• [Written exercise 1]: Change "horse head" to "horse's head" in the listing lines running from the line that contains "Where can you see the horse" through the end of the listing, inclusive, and write out those lines again with nothing else altered.

• [Passage to read]:
Cloud service agreement considerations are many but few are addressed when cloud subscription services are sought. In previous posts on this subject, the emphasis was on having an exit strategy and embracing the possible regulatory requirements. A business’ or an institutions’ data could be at the mercy of the cloud service provider (CSP). The growth of sales and lease-back programs by cloud providers seeking to raise capital for future IT asset infrastructure improvements and of the sale and lease-back cloud service business models becoming vogue should cause a subscriber of cloud service to go through the taxonomy of potential legal and business factors integral to its compliance profile.
Cloud computing services under the auspices of enterprise integrations and data management services offered, for instance, by IBM, Microsoft, & Oracle, are provided by licensed resellers of sanctioned services. These cloud service resellers provide segments of units with embedded services that are unique to the sanctioning enterprise service levels engaged. Critical to all aspects of any agreement is its eventful termination, if ever. Terminations engender a host of factors that slip the eye of subscribers delighted with the possibility of cost savings.

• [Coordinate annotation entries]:

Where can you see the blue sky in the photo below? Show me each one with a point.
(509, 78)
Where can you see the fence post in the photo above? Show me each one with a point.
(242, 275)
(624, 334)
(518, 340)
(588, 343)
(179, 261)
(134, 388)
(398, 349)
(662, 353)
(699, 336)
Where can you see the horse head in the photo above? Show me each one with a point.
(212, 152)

• [Written exercise 2]: Reproduce the text on cloud service agreements word for word, between "Cloud computing services" and "of cost savings.", inclusive.

• [Task solution 1]:
Where can you see the horse's head in the photo above? Show me each one with a point.
(212, 152)

• [Task solution 2]:
Cloud computing services under the auspices of enterprise integrations and data management services offered, for instance, by IBM, Microsoft, & Oracle, are provided by licensed resellers of sanctioned services. These cloud service resellers provide segments of units with embedded services that are unique to the sanctioning enterprise service levels engaged. Critical to all aspects of any agreement is its eventful termination, if ever. Terminations engender a host of factors that slip the eye of subscribers delighted with the possibility of cost savings.